Each line of the data holding "pine" should be found and copied.

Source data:
------------------------------------------------------------
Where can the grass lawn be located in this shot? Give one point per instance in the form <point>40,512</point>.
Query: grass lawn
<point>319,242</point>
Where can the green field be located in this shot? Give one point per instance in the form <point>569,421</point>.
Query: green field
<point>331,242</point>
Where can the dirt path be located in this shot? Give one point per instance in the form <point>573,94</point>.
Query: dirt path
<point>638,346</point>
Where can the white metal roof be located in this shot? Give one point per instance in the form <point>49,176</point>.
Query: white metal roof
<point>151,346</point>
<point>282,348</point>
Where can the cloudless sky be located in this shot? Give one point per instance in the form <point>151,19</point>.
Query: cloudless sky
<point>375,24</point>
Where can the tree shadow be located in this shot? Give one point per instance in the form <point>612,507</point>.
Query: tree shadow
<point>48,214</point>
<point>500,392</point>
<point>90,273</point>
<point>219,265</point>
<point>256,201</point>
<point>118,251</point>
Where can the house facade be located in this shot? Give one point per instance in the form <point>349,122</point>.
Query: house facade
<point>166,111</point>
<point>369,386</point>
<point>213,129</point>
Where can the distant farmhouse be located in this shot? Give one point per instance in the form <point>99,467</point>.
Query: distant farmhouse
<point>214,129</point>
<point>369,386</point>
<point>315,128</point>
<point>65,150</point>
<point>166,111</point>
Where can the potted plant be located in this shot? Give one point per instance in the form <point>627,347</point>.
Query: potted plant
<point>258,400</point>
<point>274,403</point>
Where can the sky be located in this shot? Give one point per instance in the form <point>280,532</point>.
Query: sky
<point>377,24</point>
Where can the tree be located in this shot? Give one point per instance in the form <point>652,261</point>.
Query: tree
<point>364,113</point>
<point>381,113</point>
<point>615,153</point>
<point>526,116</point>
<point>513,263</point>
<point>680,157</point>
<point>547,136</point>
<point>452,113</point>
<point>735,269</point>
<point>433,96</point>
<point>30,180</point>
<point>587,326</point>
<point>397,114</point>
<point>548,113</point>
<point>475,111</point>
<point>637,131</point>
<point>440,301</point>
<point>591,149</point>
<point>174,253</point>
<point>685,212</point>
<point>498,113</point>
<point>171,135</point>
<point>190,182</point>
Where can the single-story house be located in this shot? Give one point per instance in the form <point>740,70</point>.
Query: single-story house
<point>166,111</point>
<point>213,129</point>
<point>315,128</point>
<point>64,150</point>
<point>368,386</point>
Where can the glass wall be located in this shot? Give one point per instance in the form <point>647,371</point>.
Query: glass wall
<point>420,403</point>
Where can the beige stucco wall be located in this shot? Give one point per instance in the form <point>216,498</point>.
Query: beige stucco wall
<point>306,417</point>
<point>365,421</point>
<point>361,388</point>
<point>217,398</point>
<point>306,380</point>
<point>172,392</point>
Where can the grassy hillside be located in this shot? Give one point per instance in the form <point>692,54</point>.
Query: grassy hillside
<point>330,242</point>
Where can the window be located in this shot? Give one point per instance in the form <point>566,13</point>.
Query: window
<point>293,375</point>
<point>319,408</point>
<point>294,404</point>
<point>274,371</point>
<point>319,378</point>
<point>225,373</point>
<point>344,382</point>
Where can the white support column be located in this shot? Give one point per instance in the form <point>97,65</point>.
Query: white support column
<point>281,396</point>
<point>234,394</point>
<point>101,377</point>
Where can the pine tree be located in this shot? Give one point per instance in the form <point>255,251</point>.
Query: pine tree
------------------------------------------------------------
Task solution:
Where can the pine tree be located in this shot? Give one point per instance in the form <point>255,251</point>.
Query: pine tree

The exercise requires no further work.